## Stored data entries
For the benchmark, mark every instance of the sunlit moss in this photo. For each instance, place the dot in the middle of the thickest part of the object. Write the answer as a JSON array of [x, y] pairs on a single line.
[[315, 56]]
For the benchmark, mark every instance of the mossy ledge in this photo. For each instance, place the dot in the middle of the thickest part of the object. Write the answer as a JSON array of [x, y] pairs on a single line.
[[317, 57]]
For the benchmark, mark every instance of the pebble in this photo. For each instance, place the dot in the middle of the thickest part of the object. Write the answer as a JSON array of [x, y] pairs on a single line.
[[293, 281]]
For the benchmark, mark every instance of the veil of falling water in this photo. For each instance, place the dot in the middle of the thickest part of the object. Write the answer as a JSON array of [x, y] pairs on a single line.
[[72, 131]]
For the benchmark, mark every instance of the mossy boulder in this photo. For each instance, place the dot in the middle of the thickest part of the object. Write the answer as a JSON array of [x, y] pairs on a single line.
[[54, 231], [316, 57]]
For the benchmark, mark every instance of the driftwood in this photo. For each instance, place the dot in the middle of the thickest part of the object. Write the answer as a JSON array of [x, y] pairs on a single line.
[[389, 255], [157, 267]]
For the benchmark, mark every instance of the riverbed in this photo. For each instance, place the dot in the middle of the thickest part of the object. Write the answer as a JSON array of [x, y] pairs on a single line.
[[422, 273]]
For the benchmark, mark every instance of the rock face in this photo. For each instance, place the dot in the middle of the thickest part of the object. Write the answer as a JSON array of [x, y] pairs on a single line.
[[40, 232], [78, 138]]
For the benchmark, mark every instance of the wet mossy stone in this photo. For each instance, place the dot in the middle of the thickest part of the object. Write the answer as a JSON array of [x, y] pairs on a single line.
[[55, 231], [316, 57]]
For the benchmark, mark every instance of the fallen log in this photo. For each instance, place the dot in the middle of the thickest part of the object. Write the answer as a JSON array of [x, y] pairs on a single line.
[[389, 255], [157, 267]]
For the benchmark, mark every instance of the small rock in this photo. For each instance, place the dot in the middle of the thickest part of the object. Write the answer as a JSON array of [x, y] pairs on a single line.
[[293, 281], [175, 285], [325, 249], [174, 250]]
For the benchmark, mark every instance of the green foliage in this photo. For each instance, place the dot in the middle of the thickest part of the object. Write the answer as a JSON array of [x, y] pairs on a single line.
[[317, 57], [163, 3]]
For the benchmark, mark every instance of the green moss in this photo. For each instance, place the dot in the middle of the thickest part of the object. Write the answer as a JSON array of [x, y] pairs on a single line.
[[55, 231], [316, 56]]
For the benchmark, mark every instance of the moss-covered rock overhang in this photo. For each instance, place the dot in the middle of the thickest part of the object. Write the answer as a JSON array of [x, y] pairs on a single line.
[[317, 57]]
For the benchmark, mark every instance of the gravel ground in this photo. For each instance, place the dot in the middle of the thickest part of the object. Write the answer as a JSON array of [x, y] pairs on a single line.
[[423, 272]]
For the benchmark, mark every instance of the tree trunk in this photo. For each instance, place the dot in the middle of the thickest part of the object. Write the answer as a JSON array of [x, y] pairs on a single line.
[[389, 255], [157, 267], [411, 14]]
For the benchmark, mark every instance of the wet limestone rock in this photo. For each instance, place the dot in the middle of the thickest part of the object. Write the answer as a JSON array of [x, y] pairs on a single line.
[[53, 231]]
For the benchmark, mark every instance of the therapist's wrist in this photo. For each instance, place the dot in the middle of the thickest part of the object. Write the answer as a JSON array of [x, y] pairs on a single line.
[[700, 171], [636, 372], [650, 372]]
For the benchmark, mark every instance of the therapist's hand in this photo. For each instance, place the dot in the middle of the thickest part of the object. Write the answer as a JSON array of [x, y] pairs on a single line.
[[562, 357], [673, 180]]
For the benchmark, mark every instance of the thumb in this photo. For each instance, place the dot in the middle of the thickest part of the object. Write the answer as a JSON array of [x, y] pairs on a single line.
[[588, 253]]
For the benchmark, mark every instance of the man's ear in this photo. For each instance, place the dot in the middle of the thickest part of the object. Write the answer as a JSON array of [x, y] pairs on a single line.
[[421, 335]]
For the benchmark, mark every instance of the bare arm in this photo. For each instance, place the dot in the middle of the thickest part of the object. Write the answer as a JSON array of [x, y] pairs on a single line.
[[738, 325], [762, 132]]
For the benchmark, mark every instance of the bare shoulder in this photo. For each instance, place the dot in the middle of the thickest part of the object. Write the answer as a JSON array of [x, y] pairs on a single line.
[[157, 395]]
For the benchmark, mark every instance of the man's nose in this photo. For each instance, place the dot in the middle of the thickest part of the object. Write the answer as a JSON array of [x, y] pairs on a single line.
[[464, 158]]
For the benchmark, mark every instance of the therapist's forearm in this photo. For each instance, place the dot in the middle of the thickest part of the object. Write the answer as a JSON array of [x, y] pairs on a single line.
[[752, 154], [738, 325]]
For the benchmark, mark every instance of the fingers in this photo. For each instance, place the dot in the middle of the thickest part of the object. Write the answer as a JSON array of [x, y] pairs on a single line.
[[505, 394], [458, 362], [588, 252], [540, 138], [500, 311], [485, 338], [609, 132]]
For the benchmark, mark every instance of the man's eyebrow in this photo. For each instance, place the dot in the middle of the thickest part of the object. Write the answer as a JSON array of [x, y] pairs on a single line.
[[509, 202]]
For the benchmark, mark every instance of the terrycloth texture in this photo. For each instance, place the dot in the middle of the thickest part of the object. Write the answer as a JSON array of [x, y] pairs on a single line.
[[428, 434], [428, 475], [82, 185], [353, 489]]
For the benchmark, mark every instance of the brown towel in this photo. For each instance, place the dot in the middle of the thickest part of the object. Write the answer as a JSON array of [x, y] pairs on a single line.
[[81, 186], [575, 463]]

## WHAT YOU HAVE TO DO
Reproduce the material starting at the line containing "For the benchmark, mark every instance of the therapist's hand" and ending at the line containing "[[421, 335]]", requests included. Multiply every x and y coordinate in the answers by 1.3 and round each to a whole number, with halves rounded up.

## EXERCISE OUTPUT
For the benchmark, mark every instance of the therapist's hand in this photo. For each instance, place the dot in the middle of the thickest part of the object. Write the answer as a JSON array of [x, y] pairs on a single line.
[[731, 464], [875, 234]]
For the benchmark, mark every instance of the thumb in this photo. For each instance, place the dot in the middle of the thickest part of the object. Write the answer as a JSON array of [x, y] pairs on a single line.
[[764, 329]]
For the benchmark, mark every instance of the man's ear in this photo. For each instance, place the dot in the middle of the thickest part of the object. Write the answer as a JSON array of [x, y] pairs on a single line.
[[547, 436]]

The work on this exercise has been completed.